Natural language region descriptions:

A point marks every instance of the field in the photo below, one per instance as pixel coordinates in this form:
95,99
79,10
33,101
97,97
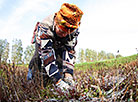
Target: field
113,80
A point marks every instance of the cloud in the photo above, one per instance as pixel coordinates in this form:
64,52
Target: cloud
110,25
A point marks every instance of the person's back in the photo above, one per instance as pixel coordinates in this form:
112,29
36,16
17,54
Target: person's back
56,38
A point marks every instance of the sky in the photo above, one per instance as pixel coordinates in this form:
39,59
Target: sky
108,25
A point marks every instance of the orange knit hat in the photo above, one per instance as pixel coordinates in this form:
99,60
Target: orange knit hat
68,16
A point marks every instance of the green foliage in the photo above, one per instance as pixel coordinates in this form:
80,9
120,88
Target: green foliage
4,50
17,51
81,55
28,53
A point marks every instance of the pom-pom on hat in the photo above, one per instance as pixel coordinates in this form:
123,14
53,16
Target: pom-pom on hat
68,16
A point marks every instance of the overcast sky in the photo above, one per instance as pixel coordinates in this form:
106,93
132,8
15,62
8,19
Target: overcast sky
108,25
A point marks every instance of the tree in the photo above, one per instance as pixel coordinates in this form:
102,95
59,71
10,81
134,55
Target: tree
4,50
110,56
102,55
28,53
90,55
17,51
81,56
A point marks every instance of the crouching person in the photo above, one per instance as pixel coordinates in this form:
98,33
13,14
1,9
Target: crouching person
55,38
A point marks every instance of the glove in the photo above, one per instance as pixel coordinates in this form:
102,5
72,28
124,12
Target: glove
29,75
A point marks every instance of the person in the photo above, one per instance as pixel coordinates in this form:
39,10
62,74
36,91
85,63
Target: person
55,39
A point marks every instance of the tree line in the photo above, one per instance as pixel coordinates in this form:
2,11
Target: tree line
18,55
89,55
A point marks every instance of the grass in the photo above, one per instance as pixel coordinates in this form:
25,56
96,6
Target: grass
106,63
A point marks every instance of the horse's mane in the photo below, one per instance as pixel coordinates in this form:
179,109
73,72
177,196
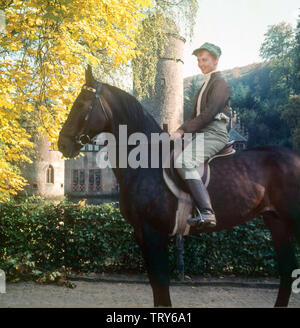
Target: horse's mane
132,113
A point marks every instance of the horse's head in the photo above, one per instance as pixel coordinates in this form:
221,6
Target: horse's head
87,118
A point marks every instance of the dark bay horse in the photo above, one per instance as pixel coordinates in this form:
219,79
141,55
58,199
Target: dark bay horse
259,181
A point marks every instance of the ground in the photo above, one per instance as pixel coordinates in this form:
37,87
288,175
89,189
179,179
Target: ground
134,291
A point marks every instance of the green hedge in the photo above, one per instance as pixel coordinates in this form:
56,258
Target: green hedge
37,236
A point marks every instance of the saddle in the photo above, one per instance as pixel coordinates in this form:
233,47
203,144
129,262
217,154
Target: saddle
177,186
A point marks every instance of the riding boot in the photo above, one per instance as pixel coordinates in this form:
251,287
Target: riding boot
201,197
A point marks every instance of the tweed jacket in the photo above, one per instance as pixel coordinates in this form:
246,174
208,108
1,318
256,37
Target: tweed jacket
215,99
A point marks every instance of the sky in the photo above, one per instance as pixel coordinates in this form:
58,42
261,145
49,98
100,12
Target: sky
238,28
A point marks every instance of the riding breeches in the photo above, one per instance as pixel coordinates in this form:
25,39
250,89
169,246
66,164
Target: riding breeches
202,147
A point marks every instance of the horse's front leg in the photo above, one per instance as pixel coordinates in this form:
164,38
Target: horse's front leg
154,246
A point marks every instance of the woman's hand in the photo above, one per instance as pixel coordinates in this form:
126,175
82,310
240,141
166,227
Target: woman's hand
177,134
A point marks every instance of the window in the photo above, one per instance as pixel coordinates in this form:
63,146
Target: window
78,180
50,174
94,180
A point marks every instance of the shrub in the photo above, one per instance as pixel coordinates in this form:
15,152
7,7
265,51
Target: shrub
40,240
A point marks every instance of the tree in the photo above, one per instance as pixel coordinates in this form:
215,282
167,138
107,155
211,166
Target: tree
43,50
166,16
291,114
278,49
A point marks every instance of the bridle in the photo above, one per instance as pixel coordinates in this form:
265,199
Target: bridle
82,137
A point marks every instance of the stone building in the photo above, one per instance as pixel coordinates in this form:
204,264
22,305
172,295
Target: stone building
80,178
166,105
46,173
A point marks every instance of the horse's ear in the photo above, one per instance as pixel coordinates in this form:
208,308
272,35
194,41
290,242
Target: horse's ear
89,79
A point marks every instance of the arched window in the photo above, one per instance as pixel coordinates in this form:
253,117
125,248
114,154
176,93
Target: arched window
50,174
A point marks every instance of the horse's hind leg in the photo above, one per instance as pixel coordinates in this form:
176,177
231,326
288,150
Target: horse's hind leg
284,247
154,246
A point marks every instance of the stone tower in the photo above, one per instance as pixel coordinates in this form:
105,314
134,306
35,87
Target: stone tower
166,105
45,175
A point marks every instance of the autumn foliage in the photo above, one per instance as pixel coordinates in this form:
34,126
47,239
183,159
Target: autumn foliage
43,51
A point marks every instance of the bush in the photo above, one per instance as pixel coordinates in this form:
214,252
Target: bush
40,240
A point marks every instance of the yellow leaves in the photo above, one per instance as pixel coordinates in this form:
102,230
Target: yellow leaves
47,44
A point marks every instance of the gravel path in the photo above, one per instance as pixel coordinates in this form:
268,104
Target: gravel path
107,294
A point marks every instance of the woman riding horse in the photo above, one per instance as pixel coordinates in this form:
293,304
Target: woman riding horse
209,121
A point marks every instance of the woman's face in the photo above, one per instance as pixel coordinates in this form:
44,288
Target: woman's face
206,62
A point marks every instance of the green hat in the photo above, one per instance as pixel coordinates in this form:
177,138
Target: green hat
209,47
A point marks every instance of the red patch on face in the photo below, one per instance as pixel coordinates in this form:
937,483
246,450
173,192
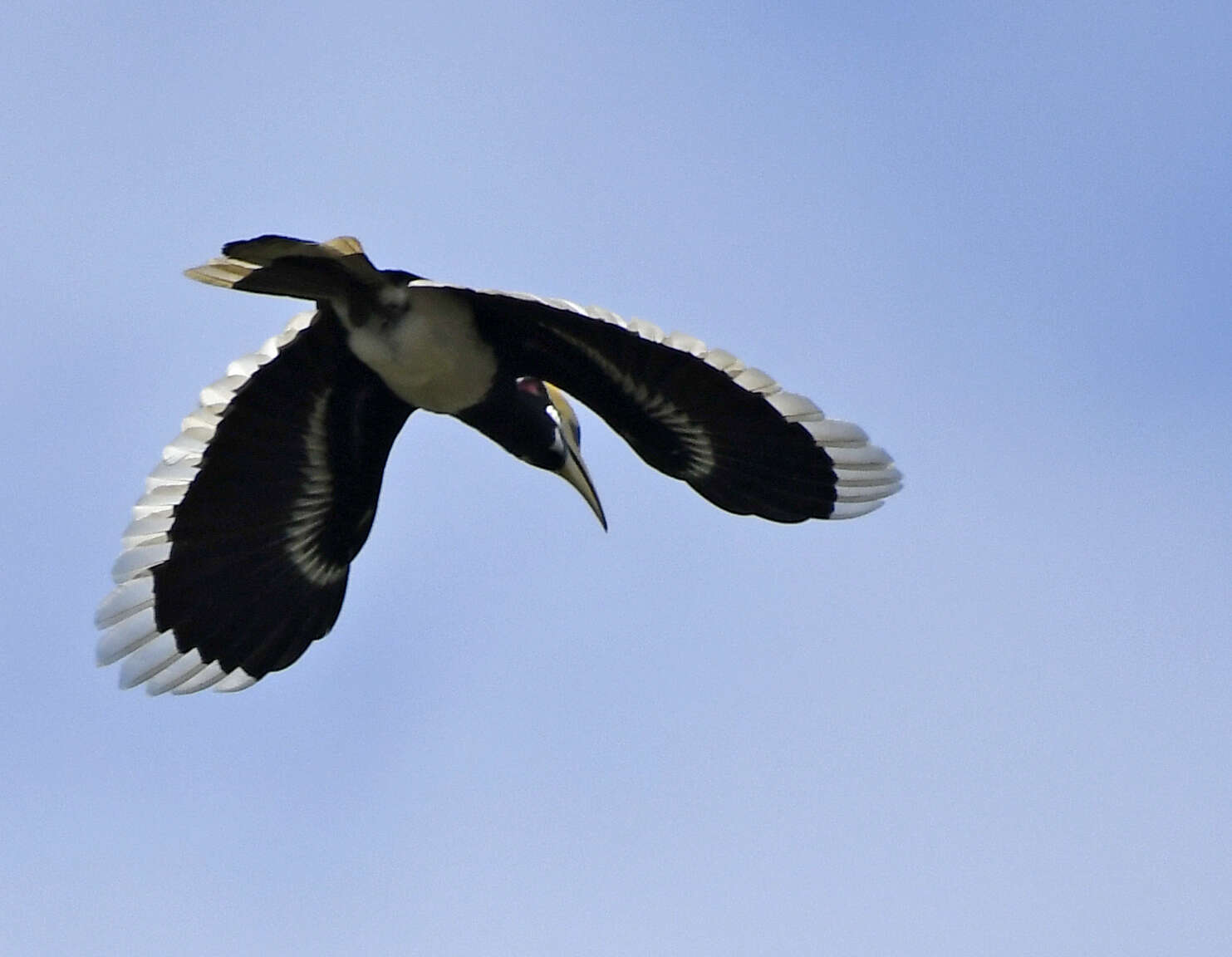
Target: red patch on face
531,385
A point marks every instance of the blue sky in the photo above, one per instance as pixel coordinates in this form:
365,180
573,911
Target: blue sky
992,719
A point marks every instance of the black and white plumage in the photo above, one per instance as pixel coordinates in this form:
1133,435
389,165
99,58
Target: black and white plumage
238,554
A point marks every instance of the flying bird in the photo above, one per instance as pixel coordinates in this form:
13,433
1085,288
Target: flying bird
238,553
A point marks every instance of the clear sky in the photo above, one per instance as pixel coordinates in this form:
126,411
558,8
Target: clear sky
996,717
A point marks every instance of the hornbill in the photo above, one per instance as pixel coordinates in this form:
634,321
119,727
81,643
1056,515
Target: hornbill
238,553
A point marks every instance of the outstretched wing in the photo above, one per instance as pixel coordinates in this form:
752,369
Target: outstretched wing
694,413
238,554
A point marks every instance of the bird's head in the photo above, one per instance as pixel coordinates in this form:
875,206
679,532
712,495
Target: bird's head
553,440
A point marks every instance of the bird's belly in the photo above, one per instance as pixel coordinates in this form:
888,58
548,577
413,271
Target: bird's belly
433,357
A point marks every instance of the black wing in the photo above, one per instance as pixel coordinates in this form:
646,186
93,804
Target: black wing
694,413
238,556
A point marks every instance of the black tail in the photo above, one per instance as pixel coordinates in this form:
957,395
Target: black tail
336,271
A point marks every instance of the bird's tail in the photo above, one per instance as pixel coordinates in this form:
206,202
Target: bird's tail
282,266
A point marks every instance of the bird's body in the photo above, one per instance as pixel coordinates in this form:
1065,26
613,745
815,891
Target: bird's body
238,554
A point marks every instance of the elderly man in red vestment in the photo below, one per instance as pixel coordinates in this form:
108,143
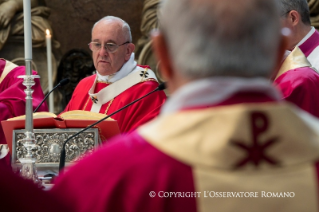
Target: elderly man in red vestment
295,16
299,82
224,141
12,95
118,80
297,79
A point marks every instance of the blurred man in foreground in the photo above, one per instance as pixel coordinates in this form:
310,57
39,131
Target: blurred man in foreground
223,141
12,95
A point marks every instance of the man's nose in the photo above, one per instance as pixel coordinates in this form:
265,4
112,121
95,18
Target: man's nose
103,51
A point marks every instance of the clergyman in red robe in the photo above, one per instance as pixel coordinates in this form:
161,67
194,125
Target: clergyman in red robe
118,80
12,95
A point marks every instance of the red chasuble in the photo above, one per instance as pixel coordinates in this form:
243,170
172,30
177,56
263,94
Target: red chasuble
18,194
131,117
301,87
310,47
12,96
299,83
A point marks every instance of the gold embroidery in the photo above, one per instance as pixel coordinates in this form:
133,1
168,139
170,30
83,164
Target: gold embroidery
107,109
103,82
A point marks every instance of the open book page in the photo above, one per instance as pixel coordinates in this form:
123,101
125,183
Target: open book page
74,115
35,116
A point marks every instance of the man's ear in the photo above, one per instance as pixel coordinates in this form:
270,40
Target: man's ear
162,54
294,17
129,50
282,47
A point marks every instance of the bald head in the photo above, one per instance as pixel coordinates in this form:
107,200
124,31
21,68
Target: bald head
221,37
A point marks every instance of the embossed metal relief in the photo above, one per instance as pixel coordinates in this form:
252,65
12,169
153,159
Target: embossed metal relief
49,143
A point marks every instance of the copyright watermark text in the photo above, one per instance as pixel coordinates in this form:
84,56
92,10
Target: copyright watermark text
215,194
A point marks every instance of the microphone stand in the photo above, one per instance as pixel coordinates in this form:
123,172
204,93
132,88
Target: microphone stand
62,155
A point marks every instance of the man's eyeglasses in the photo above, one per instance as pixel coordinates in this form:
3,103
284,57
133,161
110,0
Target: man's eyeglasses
110,47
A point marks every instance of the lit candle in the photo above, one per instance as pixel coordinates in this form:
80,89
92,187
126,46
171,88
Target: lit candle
49,62
27,32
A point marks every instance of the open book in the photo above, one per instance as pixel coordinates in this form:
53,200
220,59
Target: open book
71,119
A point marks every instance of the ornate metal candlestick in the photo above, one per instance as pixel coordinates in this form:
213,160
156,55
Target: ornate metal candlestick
29,169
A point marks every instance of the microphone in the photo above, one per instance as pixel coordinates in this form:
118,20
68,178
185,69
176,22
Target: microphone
61,83
162,86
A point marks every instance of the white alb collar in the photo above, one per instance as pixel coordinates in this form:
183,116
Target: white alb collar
127,68
307,36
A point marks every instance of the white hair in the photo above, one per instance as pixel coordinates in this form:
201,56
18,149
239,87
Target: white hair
301,6
221,37
125,27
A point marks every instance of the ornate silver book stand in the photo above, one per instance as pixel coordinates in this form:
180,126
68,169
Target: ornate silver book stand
48,146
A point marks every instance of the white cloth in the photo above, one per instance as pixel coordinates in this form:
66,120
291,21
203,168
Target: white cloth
129,75
213,90
313,57
127,68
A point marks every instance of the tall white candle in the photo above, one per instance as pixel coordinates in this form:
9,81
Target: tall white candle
27,32
49,62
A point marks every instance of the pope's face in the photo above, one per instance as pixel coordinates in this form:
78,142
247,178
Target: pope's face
110,31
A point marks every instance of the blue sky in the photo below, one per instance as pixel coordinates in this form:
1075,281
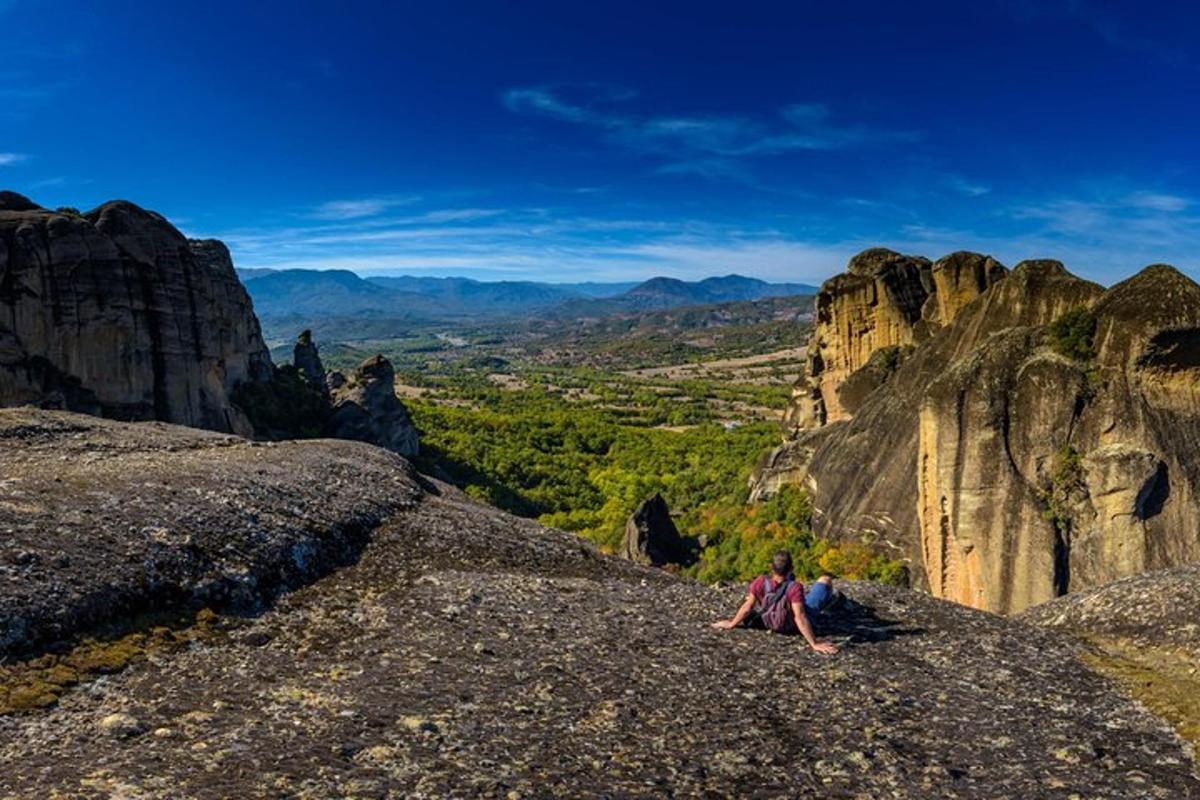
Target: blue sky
569,140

- Exercise: Pull every line containing the word "below" out of the entries above.

- Written solution:
A point marks every instance of the field in the photo below, one per instance as pixel coordinates in this form:
A point marks every instance of the horse's mane in the photo below, one per instance as pixel coordinates in this form:
A point marks every instance of the red patch on face in the photo below, one per instance as pixel coordinates in this form:
A point marks every instance of the elderly man in red vestment in the photo below, one per instance as pixel coordinates in this form:
A point marks every instance of the blue sky in the photo below, one per instance as pixel coordinates in this form:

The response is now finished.